- **EXCERPT PROVIDED**
== Segment start ==

In Break Your Addiction to Conflict: 12 Tools to Quiet the Mind (Snowday Press, 978-0-9858950-0-6), Nathan J. Snow broadens the definition of addictions even further than Lawford. According to Snow, a spiritual seeker and experienced meditation practitioner, most of our problems can be attributed to a single source: our attraction and addiction to conflict. Snow defines conflict as: “Any mental struggle in which our wishes run contrary to opposing demands.” He casts a wide net with this definition, and offers limited evidence to support his philosophy, relying more on axioms like “conflict is convenient” and “acceptance underpins serenity.”
Snow may be short on explanations, but he offers a rich variety of exercises for the reader who wants to stop engaging in unhealthy conflict. Snow’s “12 Tools to Quiet the Mind” include writing a gratitude list, doing a candle meditation, and cultivating a life of service. All aim to shed light on life’s unnecessary conflicts while encouraging us to compassionately change our ways slowly, over time.
Those who truly seek change, however, may also need to look inside and really investigate their current mental and emotional status. That’s what Dr. Robin L. Smith has done in her latest book, Hungry: The Truth About Being Full (Hay House, 978-1-4019-4002-7). Dr. Robin, as she is known from her years as the host of a popular radio call-in show, was once a lot like the addicts described in the books above. Smith was always looking for more to satisfy her seemingly insatiable desires. Fame didn’t do it, and neither did fortune. The high from appearances on The Oprah Winfrey Show and a blockbuster book tour for her first book, Lies at the Altar, couldn’t last forever.

== Segment end ==

- **EXTRACTED MATERIAL**
== Segment start ==

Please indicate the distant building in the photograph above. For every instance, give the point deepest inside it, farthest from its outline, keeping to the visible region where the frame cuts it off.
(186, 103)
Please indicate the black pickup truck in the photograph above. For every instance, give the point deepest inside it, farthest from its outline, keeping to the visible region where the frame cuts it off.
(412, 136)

== Segment end ==
== Segment start ==

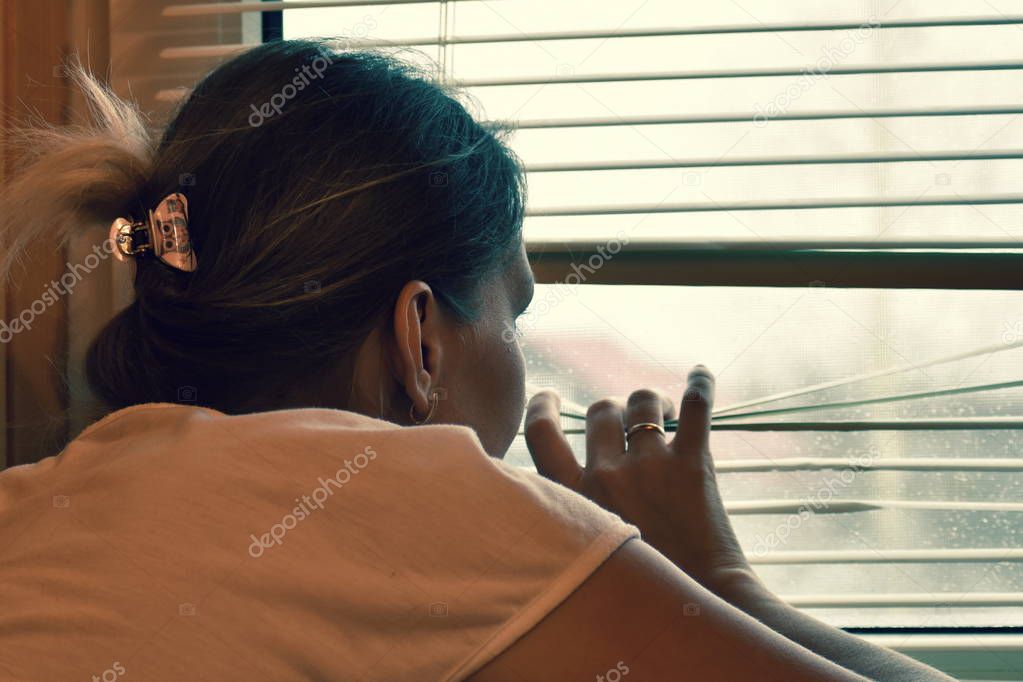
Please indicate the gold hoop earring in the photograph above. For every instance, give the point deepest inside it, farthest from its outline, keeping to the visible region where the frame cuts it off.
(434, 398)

== Segment end ==

- **INSTRUCTIONS**
A – Copy the passage of the book review excerpt between "Those who truly" and "couldn’t last forever.", inclusive.
B – In the book review excerpt, which three of Snow's "12 Tools to Quiet the Mind" are named?

- **RESPONSE LIST**
A –
Those who truly seek change, however, may also need to look inside and really investigate their current mental and emotional status. That’s what Dr. Robin L. Smith has done in her latest book, Hungry: The Truth About Being Full (Hay House, 978-1-4019-4002-7). Dr. Robin, as she is known from her years as the host of a popular radio call-in show, was once a lot like the addicts described in the books above. Smith was always looking for more to satisfy her seemingly insatiable desires. Fame didn’t do it, and neither did fortune. The high from appearances on The Oprah Winfrey Show and a blockbuster book tour for her first book, Lies at the Altar, couldn’t last forever.

B – Writing a gratitude list, doing a candle meditation, and cultivating a life of service.